--- begin DATA SUPPLIED ---

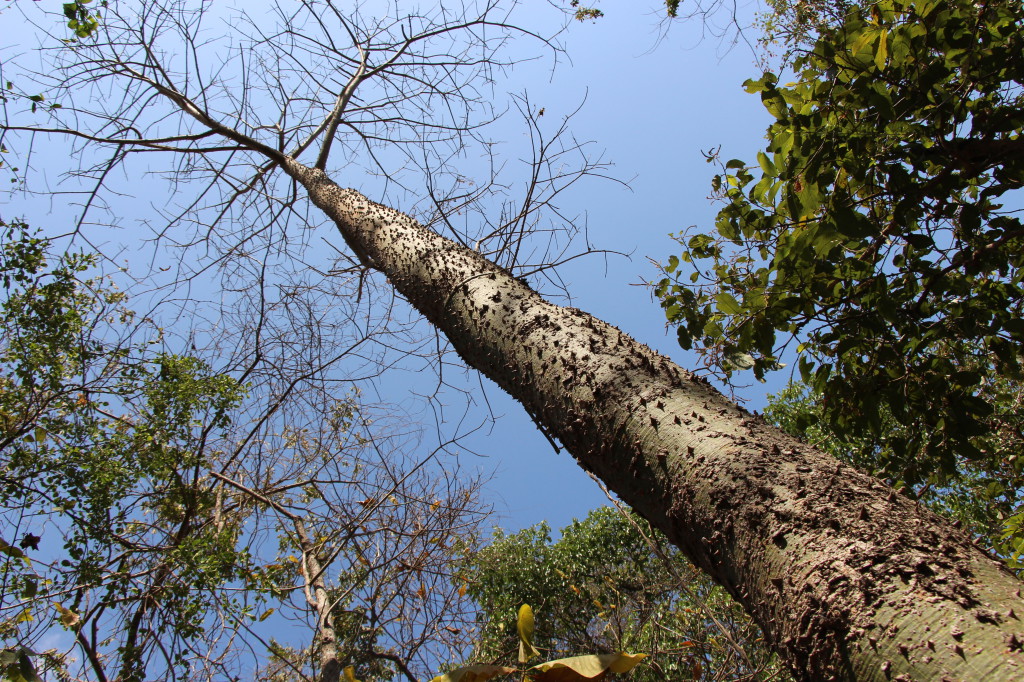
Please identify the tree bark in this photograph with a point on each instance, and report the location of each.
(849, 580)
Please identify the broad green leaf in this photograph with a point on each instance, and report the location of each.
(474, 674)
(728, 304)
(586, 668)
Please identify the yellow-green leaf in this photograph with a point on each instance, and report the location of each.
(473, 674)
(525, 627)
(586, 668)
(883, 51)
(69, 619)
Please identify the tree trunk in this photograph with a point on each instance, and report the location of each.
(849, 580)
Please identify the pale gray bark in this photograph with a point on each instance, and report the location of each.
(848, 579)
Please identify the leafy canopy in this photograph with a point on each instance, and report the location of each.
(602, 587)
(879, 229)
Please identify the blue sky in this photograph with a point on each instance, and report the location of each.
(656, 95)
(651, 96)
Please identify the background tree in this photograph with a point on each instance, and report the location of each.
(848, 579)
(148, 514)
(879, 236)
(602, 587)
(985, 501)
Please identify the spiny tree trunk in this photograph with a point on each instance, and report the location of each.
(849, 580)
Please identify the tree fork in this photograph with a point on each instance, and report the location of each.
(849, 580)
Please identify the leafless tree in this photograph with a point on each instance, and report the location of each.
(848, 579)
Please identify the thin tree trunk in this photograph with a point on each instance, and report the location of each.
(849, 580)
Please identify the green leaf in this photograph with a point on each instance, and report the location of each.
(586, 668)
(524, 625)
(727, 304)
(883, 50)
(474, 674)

--- end DATA SUPPLIED ---
--- begin DATA SUPPLIED ---

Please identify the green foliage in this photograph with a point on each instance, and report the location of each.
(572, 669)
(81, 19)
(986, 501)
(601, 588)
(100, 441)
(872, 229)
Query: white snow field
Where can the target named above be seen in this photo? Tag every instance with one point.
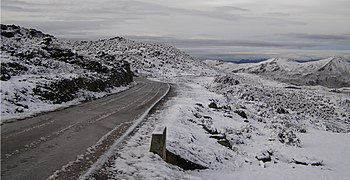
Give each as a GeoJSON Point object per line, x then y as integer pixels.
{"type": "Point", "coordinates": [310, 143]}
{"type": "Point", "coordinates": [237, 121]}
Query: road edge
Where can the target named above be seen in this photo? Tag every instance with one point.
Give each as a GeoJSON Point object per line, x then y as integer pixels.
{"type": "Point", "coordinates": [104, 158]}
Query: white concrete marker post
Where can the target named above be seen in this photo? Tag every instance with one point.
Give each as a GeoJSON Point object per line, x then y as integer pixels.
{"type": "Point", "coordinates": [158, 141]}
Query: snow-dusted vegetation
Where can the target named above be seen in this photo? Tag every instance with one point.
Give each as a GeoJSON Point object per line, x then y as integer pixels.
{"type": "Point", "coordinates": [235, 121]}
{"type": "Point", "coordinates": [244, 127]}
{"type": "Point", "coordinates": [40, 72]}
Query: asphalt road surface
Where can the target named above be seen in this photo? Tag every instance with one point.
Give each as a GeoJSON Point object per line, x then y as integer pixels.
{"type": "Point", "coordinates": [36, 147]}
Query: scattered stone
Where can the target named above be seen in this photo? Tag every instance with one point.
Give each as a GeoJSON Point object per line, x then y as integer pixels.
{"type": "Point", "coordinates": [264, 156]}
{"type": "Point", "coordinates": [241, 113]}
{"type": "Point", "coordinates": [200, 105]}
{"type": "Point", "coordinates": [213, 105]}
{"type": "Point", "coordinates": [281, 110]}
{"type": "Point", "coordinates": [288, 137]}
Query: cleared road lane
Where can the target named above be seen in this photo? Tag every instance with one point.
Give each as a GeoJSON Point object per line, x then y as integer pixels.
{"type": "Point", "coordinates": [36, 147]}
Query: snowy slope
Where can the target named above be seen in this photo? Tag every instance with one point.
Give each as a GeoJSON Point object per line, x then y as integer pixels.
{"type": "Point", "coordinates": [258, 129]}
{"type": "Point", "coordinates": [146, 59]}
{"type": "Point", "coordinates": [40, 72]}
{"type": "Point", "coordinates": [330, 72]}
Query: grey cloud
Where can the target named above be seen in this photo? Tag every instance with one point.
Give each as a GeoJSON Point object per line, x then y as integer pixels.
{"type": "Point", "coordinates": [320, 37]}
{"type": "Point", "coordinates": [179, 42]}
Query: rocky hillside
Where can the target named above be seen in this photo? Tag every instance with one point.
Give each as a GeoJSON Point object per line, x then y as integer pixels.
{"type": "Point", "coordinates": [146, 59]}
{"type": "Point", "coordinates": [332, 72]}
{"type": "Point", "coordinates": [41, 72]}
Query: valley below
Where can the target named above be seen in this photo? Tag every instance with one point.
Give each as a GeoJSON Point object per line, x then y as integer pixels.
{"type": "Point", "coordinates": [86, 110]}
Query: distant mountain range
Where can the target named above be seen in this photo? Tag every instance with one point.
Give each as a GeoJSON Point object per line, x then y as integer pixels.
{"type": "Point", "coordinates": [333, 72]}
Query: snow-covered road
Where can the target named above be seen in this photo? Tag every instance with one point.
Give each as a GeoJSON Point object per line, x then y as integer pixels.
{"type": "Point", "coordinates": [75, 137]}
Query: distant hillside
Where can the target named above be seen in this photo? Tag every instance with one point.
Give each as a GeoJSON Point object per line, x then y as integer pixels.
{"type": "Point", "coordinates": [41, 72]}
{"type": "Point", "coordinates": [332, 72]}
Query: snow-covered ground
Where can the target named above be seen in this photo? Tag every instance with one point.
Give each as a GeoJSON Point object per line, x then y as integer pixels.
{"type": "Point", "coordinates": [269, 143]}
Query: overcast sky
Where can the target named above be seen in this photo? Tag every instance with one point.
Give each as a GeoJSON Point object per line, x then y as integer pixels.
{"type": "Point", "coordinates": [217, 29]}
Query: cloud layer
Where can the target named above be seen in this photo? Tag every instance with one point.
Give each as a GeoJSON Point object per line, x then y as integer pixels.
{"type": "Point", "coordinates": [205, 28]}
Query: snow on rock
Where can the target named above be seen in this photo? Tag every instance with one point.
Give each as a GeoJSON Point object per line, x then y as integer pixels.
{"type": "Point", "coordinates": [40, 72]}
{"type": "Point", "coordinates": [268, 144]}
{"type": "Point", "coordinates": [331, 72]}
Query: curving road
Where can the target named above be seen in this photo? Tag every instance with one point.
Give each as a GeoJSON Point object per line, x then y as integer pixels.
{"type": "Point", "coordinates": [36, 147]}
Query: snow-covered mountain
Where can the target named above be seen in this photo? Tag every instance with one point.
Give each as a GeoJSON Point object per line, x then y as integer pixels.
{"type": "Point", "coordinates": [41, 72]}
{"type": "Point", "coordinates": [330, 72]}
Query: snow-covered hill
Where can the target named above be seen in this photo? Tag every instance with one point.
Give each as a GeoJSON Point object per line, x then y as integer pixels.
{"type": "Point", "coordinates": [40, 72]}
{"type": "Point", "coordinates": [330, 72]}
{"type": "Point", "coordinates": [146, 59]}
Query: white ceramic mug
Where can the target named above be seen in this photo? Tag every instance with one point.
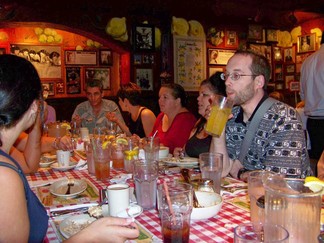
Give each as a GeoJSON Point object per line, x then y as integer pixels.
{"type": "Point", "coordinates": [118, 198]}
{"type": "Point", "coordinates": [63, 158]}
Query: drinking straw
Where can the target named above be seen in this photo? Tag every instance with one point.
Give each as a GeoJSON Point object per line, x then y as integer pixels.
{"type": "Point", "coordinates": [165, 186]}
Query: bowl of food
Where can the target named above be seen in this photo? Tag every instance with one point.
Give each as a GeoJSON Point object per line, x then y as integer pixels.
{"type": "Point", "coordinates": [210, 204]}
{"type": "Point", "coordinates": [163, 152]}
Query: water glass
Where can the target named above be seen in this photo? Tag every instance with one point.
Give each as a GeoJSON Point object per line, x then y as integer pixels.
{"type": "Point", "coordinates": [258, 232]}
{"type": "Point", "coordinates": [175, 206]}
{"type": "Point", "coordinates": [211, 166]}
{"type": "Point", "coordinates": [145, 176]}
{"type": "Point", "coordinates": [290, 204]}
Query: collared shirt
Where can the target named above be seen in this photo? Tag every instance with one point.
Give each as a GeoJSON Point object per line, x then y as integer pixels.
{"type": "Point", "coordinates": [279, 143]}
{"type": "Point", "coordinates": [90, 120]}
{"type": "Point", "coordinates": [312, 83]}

--- end DATA SUPPLIED ---

◆ WRITTEN TASK:
Please tally the lines in the material above that contain the word "trunk" and reply with only the number.

◆ EXERCISE OUTPUT:
3